> **Requirement**: Read the records and write them out again exactly.

Excerpts from point annotation data

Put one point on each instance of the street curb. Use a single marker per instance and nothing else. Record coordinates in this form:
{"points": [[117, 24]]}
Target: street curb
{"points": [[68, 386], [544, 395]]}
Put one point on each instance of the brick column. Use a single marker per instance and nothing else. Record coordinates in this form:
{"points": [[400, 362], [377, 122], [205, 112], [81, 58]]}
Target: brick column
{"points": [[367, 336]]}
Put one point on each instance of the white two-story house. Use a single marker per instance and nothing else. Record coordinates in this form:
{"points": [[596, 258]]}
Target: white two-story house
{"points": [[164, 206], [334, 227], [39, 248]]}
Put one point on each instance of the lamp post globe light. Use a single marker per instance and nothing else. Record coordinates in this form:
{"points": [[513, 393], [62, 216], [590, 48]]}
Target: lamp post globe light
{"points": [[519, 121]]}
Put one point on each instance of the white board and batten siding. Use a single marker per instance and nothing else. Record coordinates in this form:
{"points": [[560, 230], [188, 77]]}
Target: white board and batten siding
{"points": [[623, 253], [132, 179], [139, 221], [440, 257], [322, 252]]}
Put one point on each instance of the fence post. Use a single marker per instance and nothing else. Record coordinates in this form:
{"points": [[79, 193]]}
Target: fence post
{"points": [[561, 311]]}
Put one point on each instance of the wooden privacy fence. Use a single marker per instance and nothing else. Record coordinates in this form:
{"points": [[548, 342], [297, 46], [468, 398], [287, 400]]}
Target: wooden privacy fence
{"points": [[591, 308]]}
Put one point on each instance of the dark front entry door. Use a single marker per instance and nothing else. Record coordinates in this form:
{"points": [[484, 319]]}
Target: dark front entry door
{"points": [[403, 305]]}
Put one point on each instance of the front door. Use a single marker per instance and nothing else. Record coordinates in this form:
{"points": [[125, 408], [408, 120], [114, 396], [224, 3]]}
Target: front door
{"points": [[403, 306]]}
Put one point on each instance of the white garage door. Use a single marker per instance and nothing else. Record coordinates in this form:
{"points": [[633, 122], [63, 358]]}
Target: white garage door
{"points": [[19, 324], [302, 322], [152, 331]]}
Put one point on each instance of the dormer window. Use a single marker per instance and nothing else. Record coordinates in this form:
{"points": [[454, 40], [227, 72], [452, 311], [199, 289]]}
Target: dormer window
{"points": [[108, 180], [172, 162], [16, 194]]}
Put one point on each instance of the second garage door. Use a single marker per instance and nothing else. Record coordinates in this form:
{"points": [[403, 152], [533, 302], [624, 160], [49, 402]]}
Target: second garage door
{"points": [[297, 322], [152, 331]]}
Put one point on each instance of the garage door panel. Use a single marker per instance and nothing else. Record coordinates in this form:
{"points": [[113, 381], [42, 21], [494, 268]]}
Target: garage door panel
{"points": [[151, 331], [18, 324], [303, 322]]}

> **The solution**:
Put one point on each instance of the street curb. Use a single marker per instance and nothing else. Record coordinates in this form:
{"points": [[117, 24]]}
Target: street curb
{"points": [[68, 386], [544, 395]]}
Put one point on each instance of the brick column. Use a single marker per instance and nothing else. Record coordinates in this form:
{"points": [[400, 362], [377, 122], [205, 112], [81, 58]]}
Target: brick column
{"points": [[367, 336]]}
Put one point on each instance of the white two-story house. Use a single marker per instance and nothing else. Record coordinates in this form:
{"points": [[596, 258]]}
Target: white two-story house
{"points": [[164, 206], [334, 227], [39, 248]]}
Put one point on each instance of the lamp post globe light. Use a single marker per instance and nothing else. Record coordinates in this form:
{"points": [[513, 393], [62, 216], [590, 48]]}
Target: lamp post globe light
{"points": [[519, 121]]}
Put one point on each instance of the white board and batten siding. Use a single marker per instance and nothing else. Record coordinates in this form:
{"points": [[560, 230], [188, 77]]}
Target: white board and batten siding
{"points": [[623, 253], [132, 179], [139, 221], [440, 257], [322, 252]]}
Put one point on each instance of the fence post. Use a single marker per instance and nothing else. Record coordinates in this form:
{"points": [[79, 193]]}
Target: fence post
{"points": [[561, 311]]}
Put one point on each instance of the wooden privacy fence. Use a single marker per instance and nothing else. Record coordinates in this form:
{"points": [[548, 342], [297, 46], [468, 398], [287, 400]]}
Target: wooden privacy fence
{"points": [[591, 308]]}
Put one point on each instance of the dark front entry door. Use a single marker per instance and nothing else. Record coordinates in this form:
{"points": [[484, 319]]}
Target: dark front entry door
{"points": [[403, 305]]}
Put one point on each instance of the front door. Use a single marker per instance and nothing else. Record coordinates in this form:
{"points": [[125, 408], [408, 120], [114, 396], [224, 3]]}
Target: front door
{"points": [[403, 306]]}
Put one point on each instance of the white garage door. Use a single marker per instance and nothing else. Record coordinates in this form:
{"points": [[633, 122], [63, 358]]}
Target: white garage door
{"points": [[19, 324], [302, 322], [152, 331]]}
Put one point on each instance of the dormer window. Use a single marker per instance and nothing else. Record coordinates in this form:
{"points": [[454, 40], [227, 72], [452, 311], [199, 289]]}
Target: dormer window
{"points": [[108, 180], [172, 162], [16, 194]]}
Put one point on each instance of the second garage door. Use a single marker per instance and nothing else. Record coordinates in this form:
{"points": [[403, 152], [533, 302], [624, 160], [49, 402]]}
Target: second garage door
{"points": [[297, 322], [152, 331]]}
Put one point on each instance of the garage door panel. Use a single marker per instance and nothing else. Record coordinates in this form:
{"points": [[113, 381], [42, 21], [494, 268]]}
Target: garage door panel
{"points": [[151, 331], [18, 324], [303, 322]]}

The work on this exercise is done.